→ **Directive a**
From the mailing-list message on netiquette, copy word for word the stretch from "Normal netiquette (though" through "should be snipped.".
═══ Source excerpt ═══
[WikiEN-l] What is an "expert"?

Daniel R. Tobias dan at tobias.name
Sun Jan 21 15:54:13 UTC 2007


On 21 Jan 2007 at 07:42, Marc Riddell <michaeldavid86 at comcast.net> 
wrote:

> This is my very first experience with a Mailing List of any kind. Please
> bear with me. Are you saying that, when replying, I should delete all other
> material on the original message except the exact statement(s) I am replying
> to?

Normal netiquette (though subject to some degree of debate, as with 
just about anything on the Internet) is to trim down the quoted 
material to the relevant portions and reply beneath them.  Exactly 
what is "relevant" may be up for discussion; certainly, the exact 
statements you're replying to are relevant, and perhaps a little bit 
more that's related to them (lest you be accused of taking quotes out 
of context), but certainly such things as message headers and 
footers, and entire paragraphs that have nothing to do with anything 
you're replying to, are irrelevancies that should be snipped.
═══ Supplied data ═══
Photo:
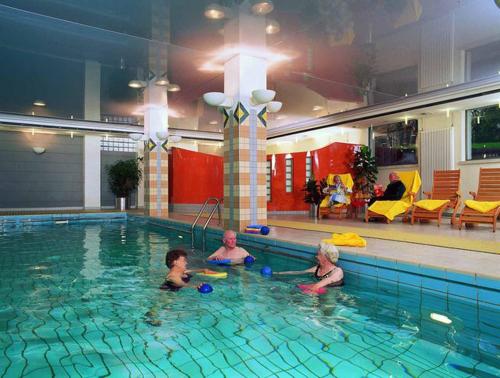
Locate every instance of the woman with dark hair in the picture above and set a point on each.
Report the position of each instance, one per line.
(178, 276)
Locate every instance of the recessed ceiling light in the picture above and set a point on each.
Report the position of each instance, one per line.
(262, 7)
(39, 103)
(214, 12)
(272, 26)
(173, 88)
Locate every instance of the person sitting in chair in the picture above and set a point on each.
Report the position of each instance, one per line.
(393, 192)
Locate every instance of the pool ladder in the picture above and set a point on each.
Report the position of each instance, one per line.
(216, 207)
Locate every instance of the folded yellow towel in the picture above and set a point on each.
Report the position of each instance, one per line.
(482, 206)
(389, 209)
(349, 239)
(431, 204)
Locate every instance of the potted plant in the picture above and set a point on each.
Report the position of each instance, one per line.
(365, 171)
(313, 195)
(124, 177)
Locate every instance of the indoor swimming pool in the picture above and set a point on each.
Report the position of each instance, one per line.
(82, 300)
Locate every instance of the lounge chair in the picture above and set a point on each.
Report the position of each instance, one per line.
(485, 205)
(340, 210)
(388, 210)
(445, 195)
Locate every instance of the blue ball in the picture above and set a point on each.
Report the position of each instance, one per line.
(266, 271)
(205, 289)
(249, 260)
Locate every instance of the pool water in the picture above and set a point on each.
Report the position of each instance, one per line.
(83, 301)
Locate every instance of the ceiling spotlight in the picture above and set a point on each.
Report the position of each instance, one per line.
(162, 81)
(173, 88)
(39, 103)
(262, 7)
(272, 26)
(137, 84)
(214, 12)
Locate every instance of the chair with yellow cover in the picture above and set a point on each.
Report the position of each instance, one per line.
(388, 210)
(341, 208)
(485, 205)
(445, 195)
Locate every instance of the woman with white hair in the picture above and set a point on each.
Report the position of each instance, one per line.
(326, 272)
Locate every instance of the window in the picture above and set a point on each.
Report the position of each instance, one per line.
(288, 173)
(118, 144)
(308, 167)
(268, 179)
(396, 143)
(483, 133)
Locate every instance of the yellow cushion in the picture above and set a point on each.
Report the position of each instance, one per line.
(431, 205)
(482, 206)
(389, 209)
(348, 239)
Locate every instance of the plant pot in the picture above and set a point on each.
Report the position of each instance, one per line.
(313, 211)
(122, 203)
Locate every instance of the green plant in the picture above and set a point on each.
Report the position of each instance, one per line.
(365, 170)
(124, 177)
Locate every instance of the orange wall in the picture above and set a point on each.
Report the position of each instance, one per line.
(194, 176)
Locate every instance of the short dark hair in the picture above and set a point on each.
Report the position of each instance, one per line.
(173, 255)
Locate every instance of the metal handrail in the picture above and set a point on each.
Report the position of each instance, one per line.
(217, 206)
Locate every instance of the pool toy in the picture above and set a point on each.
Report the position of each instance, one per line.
(257, 229)
(306, 289)
(249, 260)
(214, 274)
(205, 289)
(266, 271)
(220, 262)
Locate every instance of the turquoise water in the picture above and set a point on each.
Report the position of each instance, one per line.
(83, 301)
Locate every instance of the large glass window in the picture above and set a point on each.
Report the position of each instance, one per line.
(396, 143)
(483, 133)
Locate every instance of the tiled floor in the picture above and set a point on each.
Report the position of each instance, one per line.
(444, 258)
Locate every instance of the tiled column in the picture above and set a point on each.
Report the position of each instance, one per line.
(155, 152)
(245, 200)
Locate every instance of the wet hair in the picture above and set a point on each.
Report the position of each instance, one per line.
(173, 255)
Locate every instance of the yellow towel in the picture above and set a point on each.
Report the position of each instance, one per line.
(482, 206)
(431, 205)
(389, 209)
(349, 239)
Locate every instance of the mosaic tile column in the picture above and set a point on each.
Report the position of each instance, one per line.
(155, 152)
(245, 197)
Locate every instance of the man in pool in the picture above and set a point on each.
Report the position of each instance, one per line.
(229, 251)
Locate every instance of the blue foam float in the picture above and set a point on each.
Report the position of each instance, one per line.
(205, 289)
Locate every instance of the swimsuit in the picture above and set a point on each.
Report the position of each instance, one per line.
(319, 278)
(172, 286)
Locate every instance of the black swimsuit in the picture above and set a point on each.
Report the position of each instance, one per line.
(319, 278)
(172, 286)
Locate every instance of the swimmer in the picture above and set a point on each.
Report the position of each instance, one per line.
(229, 251)
(179, 276)
(325, 272)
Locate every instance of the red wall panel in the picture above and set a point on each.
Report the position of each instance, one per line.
(194, 176)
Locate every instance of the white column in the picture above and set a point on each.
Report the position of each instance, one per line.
(92, 94)
(92, 171)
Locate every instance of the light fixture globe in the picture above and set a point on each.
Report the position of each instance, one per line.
(263, 96)
(274, 106)
(135, 136)
(262, 7)
(214, 98)
(162, 135)
(137, 84)
(214, 12)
═══
→ **Directive b**
Turn the stretch of the records from the line containing "Locate every instance of the white" through the end of the records into a JSON list of strings, with one string per line and blank lines omitted.

→ **Worked solution a**
Normal netiquette (though subject to some degree of debate, as with 
just about anything on the Internet) is to trim down the quoted 
material to the relevant portions and reply beneath them.  Exactly 
what is "relevant" may be up for discussion; certainly, the exact 
statements you're replying to are relevant, and perhaps a little bit 
more that's related to them (lest you be accused of taking quotes out 
of context), but certainly such things as message headers and 
footers, and entire paragraphs that have nothing to do with anything 
you're replying to, are irrelevancies that should be snipped.

→ **Worked solution b**
[
  "Locate every instance of the white column in the picture above and set a point on each.",
  "Report the position of each instance, one per line.",
  "(92, 94)",
  "(92, 171)",
  "Locate every instance of the light fixture globe in the picture above and set a point on each.",
  "Report the position of each instance, one per line.",
  "(263, 96)",
  "(274, 106)",
  "(135, 136)",
  "(262, 7)",
  "(214, 98)",
  "(162, 135)",
  "(137, 84)",
  "(214, 12)"
]